___ Material for the task

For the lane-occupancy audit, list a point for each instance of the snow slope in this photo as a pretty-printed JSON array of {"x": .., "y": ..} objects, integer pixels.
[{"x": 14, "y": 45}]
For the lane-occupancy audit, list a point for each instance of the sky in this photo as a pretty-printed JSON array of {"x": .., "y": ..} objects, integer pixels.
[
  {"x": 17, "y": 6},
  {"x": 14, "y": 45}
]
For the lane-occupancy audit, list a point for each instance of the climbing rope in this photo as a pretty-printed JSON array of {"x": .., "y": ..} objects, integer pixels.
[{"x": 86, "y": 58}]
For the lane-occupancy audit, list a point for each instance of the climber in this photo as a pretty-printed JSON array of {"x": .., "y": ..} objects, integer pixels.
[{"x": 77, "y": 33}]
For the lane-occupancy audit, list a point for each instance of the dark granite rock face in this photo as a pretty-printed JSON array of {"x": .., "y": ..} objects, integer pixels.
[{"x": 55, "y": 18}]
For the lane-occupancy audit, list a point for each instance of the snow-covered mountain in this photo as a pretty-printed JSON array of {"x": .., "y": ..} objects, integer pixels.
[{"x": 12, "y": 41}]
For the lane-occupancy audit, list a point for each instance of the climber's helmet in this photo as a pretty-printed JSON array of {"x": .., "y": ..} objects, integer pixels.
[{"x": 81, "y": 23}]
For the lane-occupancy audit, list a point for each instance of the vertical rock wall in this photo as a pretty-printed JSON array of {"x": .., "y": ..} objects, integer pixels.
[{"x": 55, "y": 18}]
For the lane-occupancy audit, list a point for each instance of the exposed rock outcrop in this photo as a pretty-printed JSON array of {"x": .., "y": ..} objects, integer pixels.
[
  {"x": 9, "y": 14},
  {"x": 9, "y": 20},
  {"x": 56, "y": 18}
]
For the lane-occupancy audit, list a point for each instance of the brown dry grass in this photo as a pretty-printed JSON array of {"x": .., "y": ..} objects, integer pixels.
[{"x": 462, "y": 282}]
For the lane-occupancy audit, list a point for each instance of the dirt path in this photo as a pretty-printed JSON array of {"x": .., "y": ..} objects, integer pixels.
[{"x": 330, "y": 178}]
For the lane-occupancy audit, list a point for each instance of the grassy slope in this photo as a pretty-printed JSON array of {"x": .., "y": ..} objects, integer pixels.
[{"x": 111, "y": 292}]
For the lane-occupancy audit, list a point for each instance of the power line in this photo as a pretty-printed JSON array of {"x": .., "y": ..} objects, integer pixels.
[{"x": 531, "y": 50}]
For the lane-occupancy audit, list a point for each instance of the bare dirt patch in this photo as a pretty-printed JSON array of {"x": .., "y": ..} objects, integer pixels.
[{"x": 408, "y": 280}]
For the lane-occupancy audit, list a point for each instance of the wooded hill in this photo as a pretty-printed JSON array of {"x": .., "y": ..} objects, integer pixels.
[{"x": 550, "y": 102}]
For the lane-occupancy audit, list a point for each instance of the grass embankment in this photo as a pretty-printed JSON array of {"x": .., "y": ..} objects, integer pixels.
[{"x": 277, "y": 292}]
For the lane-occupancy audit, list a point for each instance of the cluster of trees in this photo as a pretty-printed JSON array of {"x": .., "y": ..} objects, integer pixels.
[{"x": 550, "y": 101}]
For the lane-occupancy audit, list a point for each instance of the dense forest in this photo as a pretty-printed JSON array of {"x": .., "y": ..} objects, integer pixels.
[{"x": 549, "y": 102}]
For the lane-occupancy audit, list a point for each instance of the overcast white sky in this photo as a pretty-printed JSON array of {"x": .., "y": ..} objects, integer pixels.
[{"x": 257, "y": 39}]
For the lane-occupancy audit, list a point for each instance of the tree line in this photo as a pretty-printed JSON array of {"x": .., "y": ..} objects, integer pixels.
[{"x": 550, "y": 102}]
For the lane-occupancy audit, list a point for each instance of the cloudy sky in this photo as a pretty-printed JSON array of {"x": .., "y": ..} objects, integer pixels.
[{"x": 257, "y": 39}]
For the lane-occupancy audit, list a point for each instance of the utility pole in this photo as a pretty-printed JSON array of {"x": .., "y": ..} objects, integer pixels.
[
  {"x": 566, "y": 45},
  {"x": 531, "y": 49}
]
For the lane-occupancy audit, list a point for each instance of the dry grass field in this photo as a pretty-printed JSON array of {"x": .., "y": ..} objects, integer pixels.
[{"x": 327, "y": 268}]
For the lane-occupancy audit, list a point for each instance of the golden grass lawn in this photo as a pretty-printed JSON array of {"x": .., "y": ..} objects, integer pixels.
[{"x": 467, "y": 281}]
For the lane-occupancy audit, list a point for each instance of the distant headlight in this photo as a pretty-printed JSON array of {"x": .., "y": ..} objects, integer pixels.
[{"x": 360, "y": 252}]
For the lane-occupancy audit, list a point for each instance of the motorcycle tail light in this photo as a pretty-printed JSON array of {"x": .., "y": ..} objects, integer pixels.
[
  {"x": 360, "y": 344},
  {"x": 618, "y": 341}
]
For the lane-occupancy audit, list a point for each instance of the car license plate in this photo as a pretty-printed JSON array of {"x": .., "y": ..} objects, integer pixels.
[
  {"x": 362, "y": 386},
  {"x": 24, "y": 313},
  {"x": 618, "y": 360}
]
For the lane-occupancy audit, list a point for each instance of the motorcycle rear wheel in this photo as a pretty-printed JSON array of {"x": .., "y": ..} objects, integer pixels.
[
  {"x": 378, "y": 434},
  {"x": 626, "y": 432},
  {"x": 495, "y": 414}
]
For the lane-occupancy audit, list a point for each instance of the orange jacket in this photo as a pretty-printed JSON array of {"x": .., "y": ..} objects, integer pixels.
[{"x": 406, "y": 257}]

______

Task requirements: Copy all of the records above word for word, without changing anything.

Response to this task:
For the lane-occupancy audit, list a point for each instance of the snow slope in this photo as a pretty-printed JSON array of {"x": .., "y": ..} objects, integer pixels.
[{"x": 14, "y": 45}]
For the lane-occupancy audit, list a point for each instance of the sky in this photo as a pretty-printed JSON array of {"x": .., "y": ..} objects, integer pixels.
[
  {"x": 17, "y": 6},
  {"x": 14, "y": 45}
]
For the lane-occupancy audit, list a point for each instance of the climbing rope in this photo as a pretty-printed JSON array of {"x": .., "y": ..} objects, integer pixels.
[{"x": 86, "y": 58}]
For the lane-occupancy audit, list a point for each instance of the climber in this photo as a pretty-printed JSON array of {"x": .., "y": ..} objects, integer pixels.
[{"x": 77, "y": 33}]
For the lane-occupancy audit, list a point for each instance of the dark granite rock face in this photo as a pretty-printed JSON array of {"x": .., "y": ..} objects, integer pixels.
[{"x": 55, "y": 18}]
For the lane-occupancy audit, list a point for each instance of the snow-covered mountain in this photo as a pretty-printed JSON array of {"x": .., "y": ..} objects, integer pixels.
[{"x": 12, "y": 41}]
For the lane-occupancy audit, list a point for each instance of the climber's helmet in this photo as a pretty-printed JSON array of {"x": .., "y": ..} objects, integer pixels.
[{"x": 81, "y": 23}]
For the lane-occupancy audit, list a point for each instance of the vertical rock wall in this photo as a pretty-printed JSON array of {"x": .., "y": ..} objects, integer pixels.
[{"x": 55, "y": 18}]
For the lane-occupancy audit, list a point for each instance of the exposed rock outcrop in this photo as a pretty-printed JSON array of {"x": .., "y": ..} objects, integer pixels.
[
  {"x": 9, "y": 14},
  {"x": 9, "y": 20},
  {"x": 56, "y": 18}
]
For the lane-occupancy audit, list a point for each instance of the brown dry grass in this photo as a pretty-printed JSON array of {"x": .., "y": ..} objects, integer pixels.
[{"x": 462, "y": 282}]
For the lane-occupancy audit, list a point for each instance of the dirt path in this photo as a pretty-printed JSON array of {"x": .., "y": ..} objects, integer pixels.
[{"x": 330, "y": 178}]
For the lane-occupancy audit, list a point for each instance of the grassy slope in this photo as a pretty-printed JSON array of {"x": .., "y": ..} objects, integer pixels.
[{"x": 111, "y": 292}]
For the lane-occupancy audit, list a point for each instance of the power line in this photo as a pretty-printed JSON array of {"x": .., "y": ..} objects, integer pixels.
[{"x": 531, "y": 50}]
For the lane-occupancy audit, list a point for each instance of the bare dirt patch in this photo as a pretty-printed JSON array of {"x": .., "y": ..} objects, integer pixels.
[{"x": 408, "y": 280}]
For the lane-occupancy audit, list a point for each instance of the wooded hill in this photo as a pretty-printed JSON array of {"x": .., "y": ..} objects, integer pixels.
[{"x": 550, "y": 102}]
For the lane-occupancy audit, list a point for each instance of the grass embankment in this photo as a pretty-printed JSON array of {"x": .., "y": ..} objects, integer pixels.
[{"x": 277, "y": 292}]
For the lane-occupancy audit, list a point for each instance of the cluster of trees in this photo as a pretty-printed JSON array of {"x": .., "y": ..} objects, integer pixels.
[{"x": 550, "y": 101}]
For the lane-occupancy audit, list a point for each instance of the dense forest in this photo as a pretty-printed JSON array of {"x": .., "y": ..} objects, integer pixels.
[{"x": 549, "y": 102}]
For the lane-occupancy audit, list a point for each instance of the overcast white sky in this photo as a pretty-printed JSON array of {"x": .., "y": ..} objects, integer pixels.
[{"x": 257, "y": 39}]
For the lane-occupancy audit, list a point for each instance of the tree line in this photo as a pretty-printed JSON array of {"x": .., "y": ..} objects, integer pixels.
[{"x": 550, "y": 102}]
For the lane-occupancy audit, list a point for each instance of the cloudy sky in this photo as a pretty-printed JSON array of {"x": .., "y": ..} objects, integer pixels.
[{"x": 257, "y": 39}]
For the lane-occupancy audit, list a point for each instance of the utility pole in this photo as a pretty-printed JSON array of {"x": .., "y": ..} objects, integer pixels.
[
  {"x": 566, "y": 45},
  {"x": 531, "y": 49}
]
For the lane-occupancy audit, list a point for each instance of the dry grass field in this photo as a pretty-printed JSON array of {"x": .., "y": ..} objects, integer pixels.
[{"x": 327, "y": 268}]
For the lane-occupancy audit, list a point for each instance of the golden grass lawn in this photo as a pretty-printed JSON array of {"x": .., "y": ..} objects, integer pixels.
[{"x": 467, "y": 281}]
For the lane-occupancy audit, list a point for each instance of the distant headlight in this photo as a pretty-printed JSON array of {"x": .., "y": ..} objects, integer pixels.
[{"x": 360, "y": 252}]
For the lane-occupancy audit, list a point for each instance of the motorcycle tail light in this photo as a pretty-printed JSON array of {"x": .., "y": ..} objects, integer pixels.
[
  {"x": 360, "y": 344},
  {"x": 618, "y": 341}
]
For the lane-occupancy audit, list a point for each instance of the car license plate in this photo as a pretty-printed JSON array of {"x": .., "y": ..} objects, integer pixels.
[
  {"x": 362, "y": 386},
  {"x": 24, "y": 313},
  {"x": 618, "y": 360}
]
For the lane-occupancy audit, list a point for each instance of the motorcycle rear wheel in this photo as a pretty-printed JSON array of {"x": .., "y": ..} objects, integer pixels.
[
  {"x": 378, "y": 434},
  {"x": 626, "y": 432},
  {"x": 495, "y": 414}
]
For the lane-occupancy audit, list a point for each instance of the orange jacket in this photo as a pretty-printed JSON array of {"x": .., "y": ..} objects, integer pixels.
[{"x": 406, "y": 257}]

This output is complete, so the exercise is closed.